> _Task prompt_
Can you repeat the entries below word for word, starting at their first line and continuing through the line containing "left=685, top=264, right=778, bottom=284", with that line included and nothing after it?

[Data entries]
## BEGIN

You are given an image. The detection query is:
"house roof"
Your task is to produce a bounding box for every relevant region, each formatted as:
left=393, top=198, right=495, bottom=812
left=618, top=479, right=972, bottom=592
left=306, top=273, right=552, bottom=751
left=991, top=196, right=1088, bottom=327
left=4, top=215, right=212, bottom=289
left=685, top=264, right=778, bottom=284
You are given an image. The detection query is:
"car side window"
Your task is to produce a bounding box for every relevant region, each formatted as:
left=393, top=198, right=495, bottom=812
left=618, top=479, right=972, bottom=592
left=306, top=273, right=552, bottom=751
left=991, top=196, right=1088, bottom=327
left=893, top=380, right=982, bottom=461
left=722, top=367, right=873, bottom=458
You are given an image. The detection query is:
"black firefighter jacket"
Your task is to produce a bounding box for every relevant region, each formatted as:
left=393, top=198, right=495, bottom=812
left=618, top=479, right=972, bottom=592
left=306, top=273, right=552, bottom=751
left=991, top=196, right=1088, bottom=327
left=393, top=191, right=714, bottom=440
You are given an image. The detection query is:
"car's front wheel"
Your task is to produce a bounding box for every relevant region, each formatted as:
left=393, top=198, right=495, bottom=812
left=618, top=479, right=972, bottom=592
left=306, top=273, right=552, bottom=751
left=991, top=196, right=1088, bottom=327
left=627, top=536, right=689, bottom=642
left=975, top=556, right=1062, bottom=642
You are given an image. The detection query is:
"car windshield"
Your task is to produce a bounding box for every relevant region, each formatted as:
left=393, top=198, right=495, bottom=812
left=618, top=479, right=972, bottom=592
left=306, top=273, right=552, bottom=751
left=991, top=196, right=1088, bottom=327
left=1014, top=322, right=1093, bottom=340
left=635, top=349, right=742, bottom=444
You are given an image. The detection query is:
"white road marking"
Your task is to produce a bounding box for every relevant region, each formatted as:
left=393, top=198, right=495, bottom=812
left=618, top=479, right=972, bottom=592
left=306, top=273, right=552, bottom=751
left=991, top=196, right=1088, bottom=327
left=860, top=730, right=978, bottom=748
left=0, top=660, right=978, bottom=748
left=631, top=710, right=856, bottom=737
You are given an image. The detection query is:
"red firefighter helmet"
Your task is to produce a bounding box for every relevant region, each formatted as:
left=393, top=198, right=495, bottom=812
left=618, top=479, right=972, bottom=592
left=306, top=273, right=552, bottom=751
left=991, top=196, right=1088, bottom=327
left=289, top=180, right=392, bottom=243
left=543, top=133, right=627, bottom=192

## END

> _Task answer_
You are given an image. The detection query is:
"house roof"
Your task is to produce a bounding box for every relevant region, each formatted as:
left=393, top=198, right=495, bottom=812
left=618, top=479, right=972, bottom=592
left=306, top=273, right=552, bottom=751
left=991, top=196, right=1088, bottom=327
left=4, top=215, right=212, bottom=289
left=685, top=264, right=778, bottom=284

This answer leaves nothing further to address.